**What you need to do**
Give back the part that opens with the line containing "Every instance of the thread spool gets" and closes with the line containing "Please outline every instance of the thread", switching "thread spool" to "cotton reel" and keeping everything else the same.

**Data section**
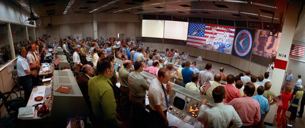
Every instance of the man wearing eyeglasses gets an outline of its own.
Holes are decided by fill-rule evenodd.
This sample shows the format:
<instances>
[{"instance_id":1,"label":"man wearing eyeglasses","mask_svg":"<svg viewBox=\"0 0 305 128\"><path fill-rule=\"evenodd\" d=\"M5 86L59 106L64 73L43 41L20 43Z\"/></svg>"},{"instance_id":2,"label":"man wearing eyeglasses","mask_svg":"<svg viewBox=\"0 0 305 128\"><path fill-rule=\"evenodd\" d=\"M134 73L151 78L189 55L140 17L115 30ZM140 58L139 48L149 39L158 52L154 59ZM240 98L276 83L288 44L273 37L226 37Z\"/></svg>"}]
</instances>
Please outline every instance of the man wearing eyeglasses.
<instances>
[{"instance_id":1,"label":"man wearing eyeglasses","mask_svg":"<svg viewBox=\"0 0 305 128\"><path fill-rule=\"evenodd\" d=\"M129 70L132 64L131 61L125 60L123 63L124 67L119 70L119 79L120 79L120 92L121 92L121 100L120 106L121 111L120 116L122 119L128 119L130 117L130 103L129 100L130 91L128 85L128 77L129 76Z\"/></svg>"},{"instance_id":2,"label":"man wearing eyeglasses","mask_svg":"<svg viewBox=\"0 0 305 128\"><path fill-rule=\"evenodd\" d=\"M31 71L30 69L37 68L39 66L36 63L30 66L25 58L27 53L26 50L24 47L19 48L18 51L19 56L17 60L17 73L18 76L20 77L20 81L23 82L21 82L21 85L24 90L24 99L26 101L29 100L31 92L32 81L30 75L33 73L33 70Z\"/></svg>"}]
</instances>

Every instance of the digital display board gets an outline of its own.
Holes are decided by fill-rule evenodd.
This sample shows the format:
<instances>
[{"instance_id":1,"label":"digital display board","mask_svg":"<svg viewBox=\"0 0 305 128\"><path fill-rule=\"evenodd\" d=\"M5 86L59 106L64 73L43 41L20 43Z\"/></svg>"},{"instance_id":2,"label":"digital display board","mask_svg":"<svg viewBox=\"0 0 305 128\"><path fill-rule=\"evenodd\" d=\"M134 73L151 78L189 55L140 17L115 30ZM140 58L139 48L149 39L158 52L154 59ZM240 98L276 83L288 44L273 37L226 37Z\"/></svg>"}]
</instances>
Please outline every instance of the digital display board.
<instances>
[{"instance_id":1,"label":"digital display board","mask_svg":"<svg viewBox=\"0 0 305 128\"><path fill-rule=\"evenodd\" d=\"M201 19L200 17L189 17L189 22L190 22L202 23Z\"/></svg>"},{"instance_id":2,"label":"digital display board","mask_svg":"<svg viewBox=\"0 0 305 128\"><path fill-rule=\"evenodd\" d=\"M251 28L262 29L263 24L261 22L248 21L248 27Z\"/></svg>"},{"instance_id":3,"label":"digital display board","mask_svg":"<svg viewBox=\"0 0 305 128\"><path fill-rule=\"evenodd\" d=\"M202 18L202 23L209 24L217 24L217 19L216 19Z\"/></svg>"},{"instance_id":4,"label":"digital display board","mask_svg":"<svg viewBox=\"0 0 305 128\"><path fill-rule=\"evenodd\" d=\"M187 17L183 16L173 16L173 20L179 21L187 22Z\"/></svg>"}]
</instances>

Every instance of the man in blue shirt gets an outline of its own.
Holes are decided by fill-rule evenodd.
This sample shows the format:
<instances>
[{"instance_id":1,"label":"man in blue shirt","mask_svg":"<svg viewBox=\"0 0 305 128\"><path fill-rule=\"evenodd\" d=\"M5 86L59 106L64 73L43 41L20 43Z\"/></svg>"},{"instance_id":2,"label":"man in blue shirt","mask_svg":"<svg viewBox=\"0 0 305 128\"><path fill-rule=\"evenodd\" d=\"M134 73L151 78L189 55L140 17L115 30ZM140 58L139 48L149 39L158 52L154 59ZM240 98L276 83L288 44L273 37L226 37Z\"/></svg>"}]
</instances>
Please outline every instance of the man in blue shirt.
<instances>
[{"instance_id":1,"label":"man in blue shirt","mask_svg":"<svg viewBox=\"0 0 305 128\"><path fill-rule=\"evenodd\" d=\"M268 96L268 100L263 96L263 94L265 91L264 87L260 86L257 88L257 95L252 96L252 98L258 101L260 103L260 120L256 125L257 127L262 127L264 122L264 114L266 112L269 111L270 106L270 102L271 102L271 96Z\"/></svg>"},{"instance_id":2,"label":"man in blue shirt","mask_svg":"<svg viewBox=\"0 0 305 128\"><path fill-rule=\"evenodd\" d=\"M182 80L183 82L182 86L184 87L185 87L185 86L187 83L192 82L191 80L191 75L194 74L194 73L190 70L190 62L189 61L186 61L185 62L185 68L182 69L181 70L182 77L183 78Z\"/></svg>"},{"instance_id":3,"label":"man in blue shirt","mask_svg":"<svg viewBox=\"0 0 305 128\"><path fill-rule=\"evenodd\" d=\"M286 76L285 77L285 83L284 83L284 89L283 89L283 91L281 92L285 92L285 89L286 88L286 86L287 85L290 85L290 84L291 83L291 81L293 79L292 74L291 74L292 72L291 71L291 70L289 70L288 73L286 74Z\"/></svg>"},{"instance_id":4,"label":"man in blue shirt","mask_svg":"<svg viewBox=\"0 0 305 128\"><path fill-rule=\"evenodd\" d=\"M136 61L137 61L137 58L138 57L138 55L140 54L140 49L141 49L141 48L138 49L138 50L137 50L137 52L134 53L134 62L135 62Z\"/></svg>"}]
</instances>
--
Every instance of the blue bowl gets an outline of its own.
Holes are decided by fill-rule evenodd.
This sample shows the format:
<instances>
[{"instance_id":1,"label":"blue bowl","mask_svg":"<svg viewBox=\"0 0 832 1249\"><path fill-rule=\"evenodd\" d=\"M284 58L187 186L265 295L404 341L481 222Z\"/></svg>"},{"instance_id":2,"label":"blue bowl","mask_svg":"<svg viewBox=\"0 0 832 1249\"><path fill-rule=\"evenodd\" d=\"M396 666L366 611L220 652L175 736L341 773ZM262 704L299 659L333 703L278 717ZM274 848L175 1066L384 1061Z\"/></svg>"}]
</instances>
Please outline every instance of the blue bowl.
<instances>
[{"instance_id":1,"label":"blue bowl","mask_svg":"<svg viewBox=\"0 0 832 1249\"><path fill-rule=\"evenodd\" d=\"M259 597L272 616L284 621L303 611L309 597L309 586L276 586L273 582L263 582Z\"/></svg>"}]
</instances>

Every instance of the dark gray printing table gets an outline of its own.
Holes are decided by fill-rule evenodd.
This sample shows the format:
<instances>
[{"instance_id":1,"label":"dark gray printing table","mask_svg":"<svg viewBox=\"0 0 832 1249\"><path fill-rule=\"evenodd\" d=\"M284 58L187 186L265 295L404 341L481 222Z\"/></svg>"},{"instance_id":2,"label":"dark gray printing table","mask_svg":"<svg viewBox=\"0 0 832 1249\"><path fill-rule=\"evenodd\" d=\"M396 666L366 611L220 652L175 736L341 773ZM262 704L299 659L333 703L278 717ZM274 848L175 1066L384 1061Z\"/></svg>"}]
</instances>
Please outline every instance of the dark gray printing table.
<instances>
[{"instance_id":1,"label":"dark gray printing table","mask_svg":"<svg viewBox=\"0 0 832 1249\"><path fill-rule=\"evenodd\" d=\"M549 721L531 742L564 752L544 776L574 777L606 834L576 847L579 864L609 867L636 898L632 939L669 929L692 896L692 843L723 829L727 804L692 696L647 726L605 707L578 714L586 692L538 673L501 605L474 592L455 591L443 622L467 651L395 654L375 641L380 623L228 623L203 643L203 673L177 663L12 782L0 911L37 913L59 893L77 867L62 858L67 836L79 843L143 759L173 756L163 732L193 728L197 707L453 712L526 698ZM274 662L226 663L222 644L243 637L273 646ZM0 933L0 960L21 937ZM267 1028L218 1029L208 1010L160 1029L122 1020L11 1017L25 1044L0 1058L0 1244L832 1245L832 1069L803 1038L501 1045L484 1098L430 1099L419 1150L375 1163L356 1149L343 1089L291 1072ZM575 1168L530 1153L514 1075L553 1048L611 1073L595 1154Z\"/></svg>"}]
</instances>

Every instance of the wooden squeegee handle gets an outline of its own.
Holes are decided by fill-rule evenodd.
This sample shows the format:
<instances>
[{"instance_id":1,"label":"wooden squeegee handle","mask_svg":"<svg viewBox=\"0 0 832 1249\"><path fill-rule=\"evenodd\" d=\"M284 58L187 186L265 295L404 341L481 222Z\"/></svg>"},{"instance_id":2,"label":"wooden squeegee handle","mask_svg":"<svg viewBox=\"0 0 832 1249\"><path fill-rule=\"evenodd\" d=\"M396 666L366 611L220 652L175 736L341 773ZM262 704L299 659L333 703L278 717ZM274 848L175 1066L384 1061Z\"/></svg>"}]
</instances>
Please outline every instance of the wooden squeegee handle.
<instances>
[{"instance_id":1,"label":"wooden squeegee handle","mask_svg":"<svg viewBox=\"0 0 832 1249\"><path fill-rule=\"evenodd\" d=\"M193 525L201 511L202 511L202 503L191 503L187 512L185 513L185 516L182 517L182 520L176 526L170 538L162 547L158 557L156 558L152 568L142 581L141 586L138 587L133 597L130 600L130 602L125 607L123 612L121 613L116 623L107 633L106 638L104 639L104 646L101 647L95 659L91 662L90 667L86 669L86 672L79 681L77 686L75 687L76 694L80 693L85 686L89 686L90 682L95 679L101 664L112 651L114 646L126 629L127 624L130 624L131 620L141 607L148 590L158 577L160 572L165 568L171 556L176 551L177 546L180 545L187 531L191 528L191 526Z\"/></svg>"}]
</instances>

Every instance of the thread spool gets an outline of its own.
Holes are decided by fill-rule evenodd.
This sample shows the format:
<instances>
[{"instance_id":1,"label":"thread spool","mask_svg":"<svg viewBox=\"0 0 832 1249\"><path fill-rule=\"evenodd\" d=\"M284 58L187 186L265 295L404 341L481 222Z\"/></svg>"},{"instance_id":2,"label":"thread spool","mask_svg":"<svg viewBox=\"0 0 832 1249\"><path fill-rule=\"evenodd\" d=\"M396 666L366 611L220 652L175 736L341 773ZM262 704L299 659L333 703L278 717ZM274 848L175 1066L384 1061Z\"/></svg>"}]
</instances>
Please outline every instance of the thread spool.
==
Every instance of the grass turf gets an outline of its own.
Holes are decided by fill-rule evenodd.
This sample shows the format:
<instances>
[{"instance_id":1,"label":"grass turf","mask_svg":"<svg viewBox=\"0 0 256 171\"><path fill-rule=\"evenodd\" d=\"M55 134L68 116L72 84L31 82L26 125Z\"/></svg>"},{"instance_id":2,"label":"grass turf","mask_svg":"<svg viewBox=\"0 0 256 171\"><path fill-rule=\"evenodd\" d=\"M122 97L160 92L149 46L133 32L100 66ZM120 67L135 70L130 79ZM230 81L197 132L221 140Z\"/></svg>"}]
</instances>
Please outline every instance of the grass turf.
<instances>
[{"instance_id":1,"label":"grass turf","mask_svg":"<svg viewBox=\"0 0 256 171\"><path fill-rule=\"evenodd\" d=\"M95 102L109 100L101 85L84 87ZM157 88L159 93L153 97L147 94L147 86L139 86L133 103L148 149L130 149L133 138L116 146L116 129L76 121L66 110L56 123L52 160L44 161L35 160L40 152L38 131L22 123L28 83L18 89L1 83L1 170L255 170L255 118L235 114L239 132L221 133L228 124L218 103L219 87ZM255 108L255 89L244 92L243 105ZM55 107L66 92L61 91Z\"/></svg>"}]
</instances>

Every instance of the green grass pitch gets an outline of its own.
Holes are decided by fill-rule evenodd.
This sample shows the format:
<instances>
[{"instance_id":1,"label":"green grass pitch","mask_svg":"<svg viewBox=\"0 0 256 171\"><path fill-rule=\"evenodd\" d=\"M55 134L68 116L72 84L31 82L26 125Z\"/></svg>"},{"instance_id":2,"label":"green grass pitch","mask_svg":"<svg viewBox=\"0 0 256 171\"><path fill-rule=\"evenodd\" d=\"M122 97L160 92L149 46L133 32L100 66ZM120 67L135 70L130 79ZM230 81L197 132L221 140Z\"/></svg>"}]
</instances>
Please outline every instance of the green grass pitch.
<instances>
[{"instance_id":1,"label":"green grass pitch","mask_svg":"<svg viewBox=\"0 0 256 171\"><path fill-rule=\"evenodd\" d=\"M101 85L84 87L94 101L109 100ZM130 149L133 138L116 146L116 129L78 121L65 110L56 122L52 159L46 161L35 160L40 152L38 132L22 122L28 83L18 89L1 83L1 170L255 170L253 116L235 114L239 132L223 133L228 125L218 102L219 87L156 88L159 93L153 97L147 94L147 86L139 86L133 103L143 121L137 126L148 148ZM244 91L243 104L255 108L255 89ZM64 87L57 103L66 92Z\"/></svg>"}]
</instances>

**Written response**
Every instance of the cotton reel gets an outline of its own.
Holes are decided by fill-rule evenodd.
This sample shows the format:
<instances>
[{"instance_id":1,"label":"cotton reel","mask_svg":"<svg viewBox=\"0 0 832 1249\"><path fill-rule=\"evenodd\" d=\"M284 58L187 186L265 295L404 341L481 222Z\"/></svg>"},{"instance_id":2,"label":"cotton reel","mask_svg":"<svg viewBox=\"0 0 832 1249\"><path fill-rule=\"evenodd\" d=\"M396 666L366 611L220 652L175 736L341 773ZM262 704L299 659L333 703L278 717ZM274 848L175 1066L384 1061Z\"/></svg>"}]
</instances>
Please outline every instance of the cotton reel.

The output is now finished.